*TASK DETAILS:* State only the number of lines below where the word "plate" is found.

*RECORDS SHOWN:*
|---|

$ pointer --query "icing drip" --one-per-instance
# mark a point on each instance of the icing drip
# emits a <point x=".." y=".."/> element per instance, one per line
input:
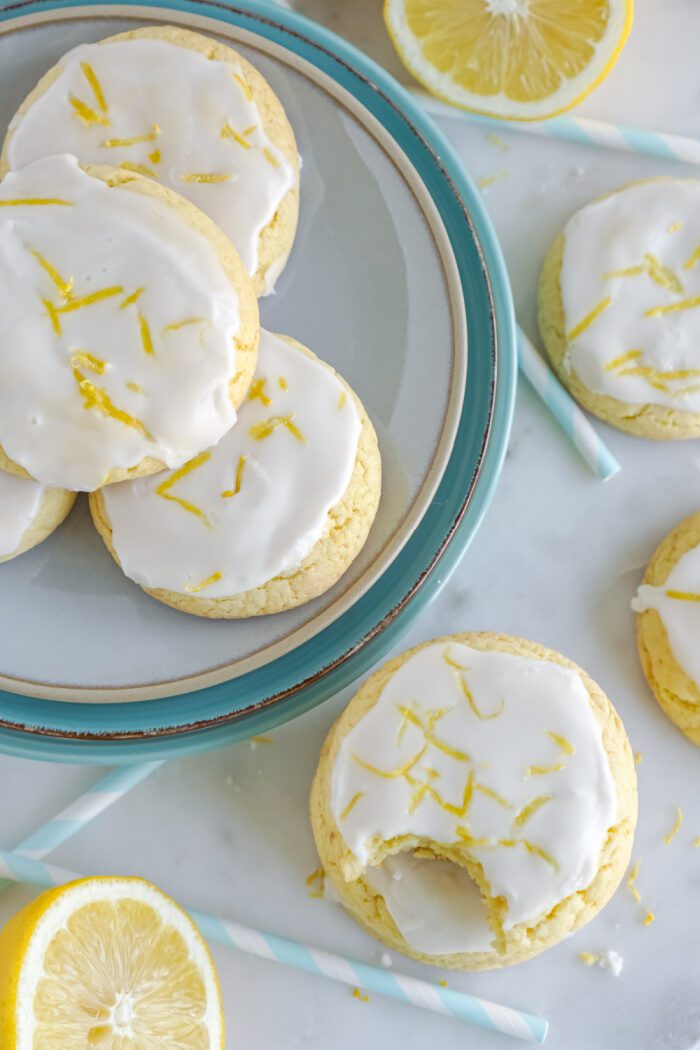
<point x="87" y="381"/>
<point x="193" y="525"/>
<point x="211" y="145"/>
<point x="20" y="501"/>
<point x="528" y="791"/>
<point x="631" y="292"/>
<point x="678" y="604"/>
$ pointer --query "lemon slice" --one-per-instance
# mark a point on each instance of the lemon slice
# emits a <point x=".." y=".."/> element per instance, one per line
<point x="515" y="59"/>
<point x="107" y="964"/>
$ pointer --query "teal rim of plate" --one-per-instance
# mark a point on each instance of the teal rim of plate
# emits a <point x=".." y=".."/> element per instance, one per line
<point x="321" y="667"/>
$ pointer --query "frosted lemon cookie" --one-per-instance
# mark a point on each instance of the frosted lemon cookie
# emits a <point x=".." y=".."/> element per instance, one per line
<point x="619" y="308"/>
<point x="669" y="626"/>
<point x="128" y="327"/>
<point x="475" y="801"/>
<point x="28" y="513"/>
<point x="183" y="109"/>
<point x="271" y="517"/>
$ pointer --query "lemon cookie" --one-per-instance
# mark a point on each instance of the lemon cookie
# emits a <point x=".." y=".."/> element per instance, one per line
<point x="667" y="604"/>
<point x="271" y="517"/>
<point x="128" y="326"/>
<point x="186" y="110"/>
<point x="475" y="801"/>
<point x="619" y="308"/>
<point x="28" y="513"/>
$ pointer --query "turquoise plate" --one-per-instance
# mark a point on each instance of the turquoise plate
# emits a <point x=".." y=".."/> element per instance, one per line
<point x="398" y="280"/>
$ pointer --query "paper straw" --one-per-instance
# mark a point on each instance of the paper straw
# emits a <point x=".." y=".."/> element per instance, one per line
<point x="580" y="130"/>
<point x="98" y="798"/>
<point x="301" y="957"/>
<point x="564" y="408"/>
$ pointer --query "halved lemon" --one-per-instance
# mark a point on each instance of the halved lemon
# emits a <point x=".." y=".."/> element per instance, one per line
<point x="514" y="59"/>
<point x="107" y="964"/>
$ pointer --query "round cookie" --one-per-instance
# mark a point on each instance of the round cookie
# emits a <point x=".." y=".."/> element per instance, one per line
<point x="475" y="802"/>
<point x="270" y="518"/>
<point x="28" y="513"/>
<point x="184" y="109"/>
<point x="129" y="327"/>
<point x="667" y="604"/>
<point x="619" y="308"/>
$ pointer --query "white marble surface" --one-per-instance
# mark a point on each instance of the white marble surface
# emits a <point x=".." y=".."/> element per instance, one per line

|---|

*RESULT OF THE TASK:* 4